#### TASKS FOR THIS EXERCISE
(1) Could you condense the paragraph beginning "Flora Gapen Charter was born" in the Flora Gapen Charter biography into a short bulleted list that keeps its main facts?
(2) Can you carry the Flora Gapen Charter biography forward from its last sentence?

#### DOCUMENT SEGMENT

Biographical Database of NAWSA Suffragists, 1890-1920

Biography of Flora Gapen Charter, 1879-1916

By George Robb, professor, William Paterson University, Wayne, New Jersey

Executive Secretary, Political Equality League of Wisconsin; Executive Secretary, New Jersey Equal Suffrage Committee; Business Manager, The Woman Voter

Flora Gapen Charter was born in Illinois in 1879 to Dr. Clarke Gapen, a physician, and his wife, Jennie Swanson. The following year the family moved to Madison, Wisconsin. Flora later attended the University of Wisconsin and worked as a high school mathematics teacher in Milwaukee. In January 1915, Flora Gapen married Joseph Remington Charter, a journalist who was supportive of her suffrage work. They lived in East Orange, New Jersey.

Dataset entries:
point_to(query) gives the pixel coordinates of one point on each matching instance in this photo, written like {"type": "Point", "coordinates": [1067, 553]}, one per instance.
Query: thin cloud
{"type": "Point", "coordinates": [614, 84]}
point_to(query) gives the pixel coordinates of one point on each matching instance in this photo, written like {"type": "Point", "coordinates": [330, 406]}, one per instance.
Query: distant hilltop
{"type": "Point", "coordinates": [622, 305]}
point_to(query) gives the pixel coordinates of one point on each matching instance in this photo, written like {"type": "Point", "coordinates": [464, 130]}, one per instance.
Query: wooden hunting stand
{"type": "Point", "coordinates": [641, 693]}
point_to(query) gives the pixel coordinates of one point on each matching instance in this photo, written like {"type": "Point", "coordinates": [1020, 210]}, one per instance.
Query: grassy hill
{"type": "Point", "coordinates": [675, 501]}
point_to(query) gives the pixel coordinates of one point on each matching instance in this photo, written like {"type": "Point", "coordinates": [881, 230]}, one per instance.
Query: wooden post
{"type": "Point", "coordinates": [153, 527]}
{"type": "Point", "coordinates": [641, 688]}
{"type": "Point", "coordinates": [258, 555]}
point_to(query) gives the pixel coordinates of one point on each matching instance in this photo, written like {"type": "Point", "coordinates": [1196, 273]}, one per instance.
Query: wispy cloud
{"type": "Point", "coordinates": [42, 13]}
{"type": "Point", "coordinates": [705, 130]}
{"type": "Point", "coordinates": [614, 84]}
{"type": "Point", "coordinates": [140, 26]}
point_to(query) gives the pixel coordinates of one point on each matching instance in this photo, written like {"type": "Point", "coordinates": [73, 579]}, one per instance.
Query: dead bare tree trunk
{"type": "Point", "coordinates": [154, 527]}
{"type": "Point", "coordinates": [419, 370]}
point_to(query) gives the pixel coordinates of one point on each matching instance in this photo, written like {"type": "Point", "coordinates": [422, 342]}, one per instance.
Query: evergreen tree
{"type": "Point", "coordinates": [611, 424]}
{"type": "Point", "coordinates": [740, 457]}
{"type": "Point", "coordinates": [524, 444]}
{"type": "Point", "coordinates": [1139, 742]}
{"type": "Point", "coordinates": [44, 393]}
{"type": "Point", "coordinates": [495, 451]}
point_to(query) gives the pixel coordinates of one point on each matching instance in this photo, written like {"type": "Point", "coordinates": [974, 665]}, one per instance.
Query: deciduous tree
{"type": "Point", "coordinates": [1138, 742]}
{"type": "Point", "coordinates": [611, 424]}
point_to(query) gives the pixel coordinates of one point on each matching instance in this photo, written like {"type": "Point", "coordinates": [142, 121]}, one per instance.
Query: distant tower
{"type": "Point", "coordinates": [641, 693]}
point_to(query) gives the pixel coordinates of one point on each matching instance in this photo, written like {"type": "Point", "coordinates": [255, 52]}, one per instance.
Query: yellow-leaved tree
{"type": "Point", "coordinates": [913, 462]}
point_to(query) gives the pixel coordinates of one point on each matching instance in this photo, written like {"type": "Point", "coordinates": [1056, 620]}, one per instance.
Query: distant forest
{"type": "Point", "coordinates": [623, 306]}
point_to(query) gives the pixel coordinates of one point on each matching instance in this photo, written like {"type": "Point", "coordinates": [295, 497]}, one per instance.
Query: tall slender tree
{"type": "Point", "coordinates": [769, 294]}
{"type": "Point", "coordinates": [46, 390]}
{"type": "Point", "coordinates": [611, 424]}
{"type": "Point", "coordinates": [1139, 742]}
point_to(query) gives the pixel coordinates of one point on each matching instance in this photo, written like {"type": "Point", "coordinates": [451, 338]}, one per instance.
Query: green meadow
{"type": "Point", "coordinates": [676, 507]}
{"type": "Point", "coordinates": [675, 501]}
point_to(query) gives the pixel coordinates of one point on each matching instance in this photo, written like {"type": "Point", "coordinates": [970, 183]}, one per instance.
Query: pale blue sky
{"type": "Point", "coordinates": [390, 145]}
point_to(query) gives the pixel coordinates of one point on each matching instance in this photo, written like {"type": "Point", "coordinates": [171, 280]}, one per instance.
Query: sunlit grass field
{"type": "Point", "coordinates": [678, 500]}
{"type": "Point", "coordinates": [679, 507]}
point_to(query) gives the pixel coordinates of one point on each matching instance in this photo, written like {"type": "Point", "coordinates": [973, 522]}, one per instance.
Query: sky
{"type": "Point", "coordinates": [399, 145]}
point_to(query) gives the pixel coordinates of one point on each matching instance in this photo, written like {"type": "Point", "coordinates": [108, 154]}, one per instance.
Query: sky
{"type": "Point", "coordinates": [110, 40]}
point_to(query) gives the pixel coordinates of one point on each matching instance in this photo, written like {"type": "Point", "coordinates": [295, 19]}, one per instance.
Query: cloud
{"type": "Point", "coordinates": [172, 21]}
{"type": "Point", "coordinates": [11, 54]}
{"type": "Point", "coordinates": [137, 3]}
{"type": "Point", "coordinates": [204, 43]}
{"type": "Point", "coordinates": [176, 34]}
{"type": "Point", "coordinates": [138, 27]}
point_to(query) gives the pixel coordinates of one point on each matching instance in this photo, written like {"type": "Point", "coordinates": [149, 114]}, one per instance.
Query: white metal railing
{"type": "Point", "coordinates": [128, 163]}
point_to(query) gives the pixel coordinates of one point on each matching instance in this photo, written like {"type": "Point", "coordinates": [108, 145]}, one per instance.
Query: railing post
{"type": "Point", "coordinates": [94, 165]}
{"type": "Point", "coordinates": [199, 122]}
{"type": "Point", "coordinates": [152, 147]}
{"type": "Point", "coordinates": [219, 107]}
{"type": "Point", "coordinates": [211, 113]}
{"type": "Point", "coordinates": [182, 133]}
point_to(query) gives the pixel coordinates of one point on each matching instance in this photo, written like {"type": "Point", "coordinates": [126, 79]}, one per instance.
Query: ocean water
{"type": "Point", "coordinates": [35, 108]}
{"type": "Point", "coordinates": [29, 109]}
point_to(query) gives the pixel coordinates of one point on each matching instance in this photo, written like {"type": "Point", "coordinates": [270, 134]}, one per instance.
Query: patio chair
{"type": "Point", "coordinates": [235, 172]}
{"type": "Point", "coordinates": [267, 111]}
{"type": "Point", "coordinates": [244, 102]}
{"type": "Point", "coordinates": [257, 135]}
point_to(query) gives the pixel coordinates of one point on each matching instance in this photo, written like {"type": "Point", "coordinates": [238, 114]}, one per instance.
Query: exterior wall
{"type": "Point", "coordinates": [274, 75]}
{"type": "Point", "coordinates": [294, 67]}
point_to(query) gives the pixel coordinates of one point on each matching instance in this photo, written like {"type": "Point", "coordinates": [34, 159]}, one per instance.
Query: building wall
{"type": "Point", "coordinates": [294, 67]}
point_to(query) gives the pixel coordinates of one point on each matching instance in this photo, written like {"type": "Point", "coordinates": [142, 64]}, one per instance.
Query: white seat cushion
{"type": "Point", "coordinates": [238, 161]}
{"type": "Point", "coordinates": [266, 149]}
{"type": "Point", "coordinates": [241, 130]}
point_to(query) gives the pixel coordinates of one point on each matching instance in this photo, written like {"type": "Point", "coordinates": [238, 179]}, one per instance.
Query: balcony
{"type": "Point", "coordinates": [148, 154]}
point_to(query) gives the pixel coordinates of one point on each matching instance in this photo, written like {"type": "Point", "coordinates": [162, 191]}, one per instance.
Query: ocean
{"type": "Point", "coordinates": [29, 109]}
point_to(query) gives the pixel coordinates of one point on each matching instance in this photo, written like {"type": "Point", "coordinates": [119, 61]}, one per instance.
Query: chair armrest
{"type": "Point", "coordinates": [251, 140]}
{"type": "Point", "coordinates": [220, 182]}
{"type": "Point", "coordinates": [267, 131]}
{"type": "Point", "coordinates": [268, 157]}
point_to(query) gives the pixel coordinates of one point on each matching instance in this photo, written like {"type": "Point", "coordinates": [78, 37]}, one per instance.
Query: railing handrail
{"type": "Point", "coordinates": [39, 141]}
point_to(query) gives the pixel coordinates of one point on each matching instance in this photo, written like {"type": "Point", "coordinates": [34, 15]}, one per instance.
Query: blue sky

#### SET OF ANSWERS
(1)
- Born in Illinois in 1879 to Dr. Clarke Gapen, a physician, and Jennie Swanson
- Family moved to Madison, Wisconsin, the following year
- Attended the University of Wisconsin and taught high school mathematics in Milwaukee
- Married Joseph Remington Charter, a journalist who supported her suffrage work, in January 1915
- Lived with him in East Orange, New Jersey

(2)
Flora Gapen's interest in women's suffrage led her to the newly formed Political Equality League of Wisconsin, which attracted a younger and more militant membership than the more established Wisconsin Women's Suffrage Association. Gapen quit her teaching job in 1912 to devote herself full-time to the passage of a Wisconsin suffrage referendum, scheduled to be voted on in November, 1912. She helped organize rallies around the state and edited a special pro-suffrage edition of The Leader, Milwaukee's socialist newspaper. When the referendum was defeated decisively, Gapen decided to work for suffrage amendments in other states.

In 1913 Gapen took part in suffrage campaigns in Ohio and New York, becoming an important spokesperson for the cause. For example, when a judge in New York claimed that he sentenced women less harshly than men and that "the suffragists do not know how lightly the law sits upon women," Gapen responded that "women are asking no favors because of their sex these days. They are demanding simple justice, no more, no less."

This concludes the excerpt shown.